*** Information shown Section Begins ***
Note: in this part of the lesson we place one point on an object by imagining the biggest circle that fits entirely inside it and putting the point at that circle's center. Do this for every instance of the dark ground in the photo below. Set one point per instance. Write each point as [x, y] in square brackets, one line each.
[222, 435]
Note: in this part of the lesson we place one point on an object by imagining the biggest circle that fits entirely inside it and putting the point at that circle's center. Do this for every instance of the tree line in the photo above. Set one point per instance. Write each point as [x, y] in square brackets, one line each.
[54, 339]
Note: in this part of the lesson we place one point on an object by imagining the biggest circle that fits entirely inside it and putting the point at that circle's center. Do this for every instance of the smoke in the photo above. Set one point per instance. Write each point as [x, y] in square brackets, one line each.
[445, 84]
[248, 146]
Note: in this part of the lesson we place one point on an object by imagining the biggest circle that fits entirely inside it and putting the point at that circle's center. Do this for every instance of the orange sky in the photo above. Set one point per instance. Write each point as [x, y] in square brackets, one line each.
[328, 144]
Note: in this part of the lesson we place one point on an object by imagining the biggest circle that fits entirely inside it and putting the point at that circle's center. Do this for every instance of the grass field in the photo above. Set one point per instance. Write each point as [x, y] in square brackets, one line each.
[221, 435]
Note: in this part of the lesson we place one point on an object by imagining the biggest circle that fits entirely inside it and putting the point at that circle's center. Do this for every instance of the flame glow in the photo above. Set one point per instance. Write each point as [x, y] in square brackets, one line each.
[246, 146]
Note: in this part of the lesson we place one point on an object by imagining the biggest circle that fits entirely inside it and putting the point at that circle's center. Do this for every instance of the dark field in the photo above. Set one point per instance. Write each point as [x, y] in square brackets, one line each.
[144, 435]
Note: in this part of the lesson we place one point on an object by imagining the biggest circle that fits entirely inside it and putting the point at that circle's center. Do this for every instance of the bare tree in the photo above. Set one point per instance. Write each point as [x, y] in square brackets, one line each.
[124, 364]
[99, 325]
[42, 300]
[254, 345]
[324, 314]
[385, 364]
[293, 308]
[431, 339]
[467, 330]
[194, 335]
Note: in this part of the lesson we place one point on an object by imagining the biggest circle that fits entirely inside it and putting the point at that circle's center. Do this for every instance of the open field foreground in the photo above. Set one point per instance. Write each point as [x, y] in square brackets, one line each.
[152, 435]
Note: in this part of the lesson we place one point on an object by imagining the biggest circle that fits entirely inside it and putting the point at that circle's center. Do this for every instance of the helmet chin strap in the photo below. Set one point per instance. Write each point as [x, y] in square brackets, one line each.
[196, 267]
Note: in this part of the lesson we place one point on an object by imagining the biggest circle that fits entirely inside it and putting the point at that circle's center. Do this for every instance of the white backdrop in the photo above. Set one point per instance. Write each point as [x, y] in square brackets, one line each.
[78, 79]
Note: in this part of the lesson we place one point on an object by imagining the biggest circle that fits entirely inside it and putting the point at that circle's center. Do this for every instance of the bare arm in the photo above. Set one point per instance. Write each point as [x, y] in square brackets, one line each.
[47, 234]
*** Information shown Section Ends ***
■ Activity ■
Transcribe, word for word, every line from the one containing "of the open" through the final line of the entries, and nothing else.

■ Problem solution ■
Note: in this part of the lesson we place one point on an object by imagining the biggest circle that fits entirely inside it and putting the point at that circle's center. Do this for every instance of the open field foreground in the photo above. Set one point per instance. Write each point as [x, y] in square brackets, one line each.
[152, 435]
Note: in this part of the lesson we place one point on an object by imagining the biggest circle that fits entirely inside it and putting the point at that circle's center. Do this for every instance of the helmet chin strap in the photo below. Set one point per instance. Write each point as [x, y] in square brackets, one line each.
[196, 267]
Note: in this part of the lesson we place one point on an object by imagining the biggest circle that fits entirely inside it and putting the point at that circle's center. Do this for every instance of the white backdrop in the photo above. Set one point per instance. Write each point as [x, y] in square brackets, one line each.
[78, 79]
Note: in this part of the lesson we place one point on an object by imagining the biggest circle that fits entirely inside it and putting the point at that circle's center. Do this for every instance of the bare arm in the photo above. Set one point per instance. Write each point as [x, y] in square brackets, one line each.
[47, 234]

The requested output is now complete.